YOUR GOAL
Reproduce verbatim the stretch of the material from the line containing "Point to the parked" through the end of the material, including both ends.
* start INFORMATION GIVEN *
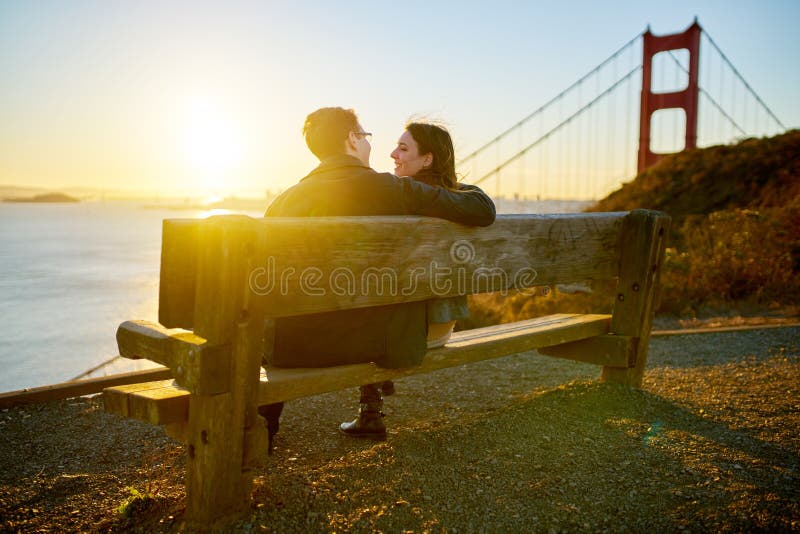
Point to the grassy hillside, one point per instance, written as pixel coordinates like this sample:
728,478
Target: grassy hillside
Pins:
734,241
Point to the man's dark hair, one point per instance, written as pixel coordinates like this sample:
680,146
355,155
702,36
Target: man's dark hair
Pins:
327,129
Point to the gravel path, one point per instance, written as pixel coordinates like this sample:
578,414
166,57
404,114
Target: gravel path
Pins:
523,443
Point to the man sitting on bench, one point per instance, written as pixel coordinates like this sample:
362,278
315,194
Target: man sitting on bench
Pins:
344,184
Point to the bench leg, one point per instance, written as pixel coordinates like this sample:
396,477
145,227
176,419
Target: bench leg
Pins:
214,488
642,240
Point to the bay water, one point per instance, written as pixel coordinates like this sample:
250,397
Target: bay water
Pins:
71,273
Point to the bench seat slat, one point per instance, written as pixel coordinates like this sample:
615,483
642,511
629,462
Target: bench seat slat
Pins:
165,402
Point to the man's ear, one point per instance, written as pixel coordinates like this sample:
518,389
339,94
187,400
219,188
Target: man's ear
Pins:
351,144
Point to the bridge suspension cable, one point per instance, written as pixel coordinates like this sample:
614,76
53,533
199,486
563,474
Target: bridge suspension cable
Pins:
549,102
557,127
747,85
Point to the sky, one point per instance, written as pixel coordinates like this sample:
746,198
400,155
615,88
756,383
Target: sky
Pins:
209,98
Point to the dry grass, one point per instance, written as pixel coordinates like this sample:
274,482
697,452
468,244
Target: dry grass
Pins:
524,443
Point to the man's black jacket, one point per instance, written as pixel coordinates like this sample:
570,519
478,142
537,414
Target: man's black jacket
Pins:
391,336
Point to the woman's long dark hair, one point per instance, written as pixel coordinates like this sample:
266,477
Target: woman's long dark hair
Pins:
434,139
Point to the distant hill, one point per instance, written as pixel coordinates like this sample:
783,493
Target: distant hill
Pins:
45,197
752,174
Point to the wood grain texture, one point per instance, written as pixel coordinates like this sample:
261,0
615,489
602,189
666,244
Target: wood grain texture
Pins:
196,365
322,264
179,249
281,384
610,350
642,245
216,485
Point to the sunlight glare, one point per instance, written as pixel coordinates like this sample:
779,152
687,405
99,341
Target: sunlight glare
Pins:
212,144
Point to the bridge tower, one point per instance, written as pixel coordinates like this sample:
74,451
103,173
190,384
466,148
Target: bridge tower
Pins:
685,99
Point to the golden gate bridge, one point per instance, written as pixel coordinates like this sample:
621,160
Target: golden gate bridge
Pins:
653,96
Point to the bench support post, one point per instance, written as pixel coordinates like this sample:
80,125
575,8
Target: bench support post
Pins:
641,244
224,432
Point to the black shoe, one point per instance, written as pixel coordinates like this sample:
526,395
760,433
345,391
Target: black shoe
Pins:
366,425
272,415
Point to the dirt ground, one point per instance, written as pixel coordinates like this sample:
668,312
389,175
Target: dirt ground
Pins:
518,444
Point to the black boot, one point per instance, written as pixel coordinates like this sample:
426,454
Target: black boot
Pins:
369,423
272,414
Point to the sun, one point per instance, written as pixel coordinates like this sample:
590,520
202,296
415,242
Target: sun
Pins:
212,144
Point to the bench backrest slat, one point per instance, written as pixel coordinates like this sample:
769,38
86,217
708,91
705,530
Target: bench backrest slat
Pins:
309,265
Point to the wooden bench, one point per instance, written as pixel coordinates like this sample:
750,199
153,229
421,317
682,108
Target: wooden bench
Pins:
224,281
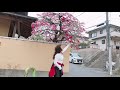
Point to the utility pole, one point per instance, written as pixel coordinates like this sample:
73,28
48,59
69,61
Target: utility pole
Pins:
108,43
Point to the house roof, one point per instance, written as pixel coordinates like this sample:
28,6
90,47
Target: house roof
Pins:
103,27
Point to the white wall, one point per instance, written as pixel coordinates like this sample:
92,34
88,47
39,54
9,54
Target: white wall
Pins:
99,42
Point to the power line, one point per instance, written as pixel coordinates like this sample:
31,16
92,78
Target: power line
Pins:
94,25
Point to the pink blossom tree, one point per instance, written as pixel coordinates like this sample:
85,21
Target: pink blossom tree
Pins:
57,27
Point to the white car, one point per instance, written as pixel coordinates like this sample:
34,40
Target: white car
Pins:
75,58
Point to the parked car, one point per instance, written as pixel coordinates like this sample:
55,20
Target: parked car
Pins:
75,58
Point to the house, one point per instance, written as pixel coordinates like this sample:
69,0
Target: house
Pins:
15,22
98,36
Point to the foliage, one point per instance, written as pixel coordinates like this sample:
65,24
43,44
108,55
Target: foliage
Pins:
56,27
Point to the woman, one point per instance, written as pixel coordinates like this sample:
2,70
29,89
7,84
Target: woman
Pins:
56,69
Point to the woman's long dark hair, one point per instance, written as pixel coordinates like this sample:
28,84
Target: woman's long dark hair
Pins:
* end INFORMATION GIVEN *
FULL RESPONSE
Point to the parked car, one point per instance, written as pixel coordinates like this sample:
55,20
Target: parked car
Pins:
75,58
Point to the house, one point per instance, written as pixel coordinates like this sample:
69,0
Target: house
Pins:
15,22
98,36
Point to the foliage, one point per instance, written as pixel coordinates like this sample:
65,24
43,44
108,55
Target: foliage
Pins:
56,27
Point to the woman, one point per instance, written as pixel coordinates like this sample:
2,70
29,89
7,84
Target: woman
Pins:
56,69
Point to the woman's long dark hair, one point per instance, written as pixel coordinates like this sample:
28,84
Target: woman's long dark hair
Pins:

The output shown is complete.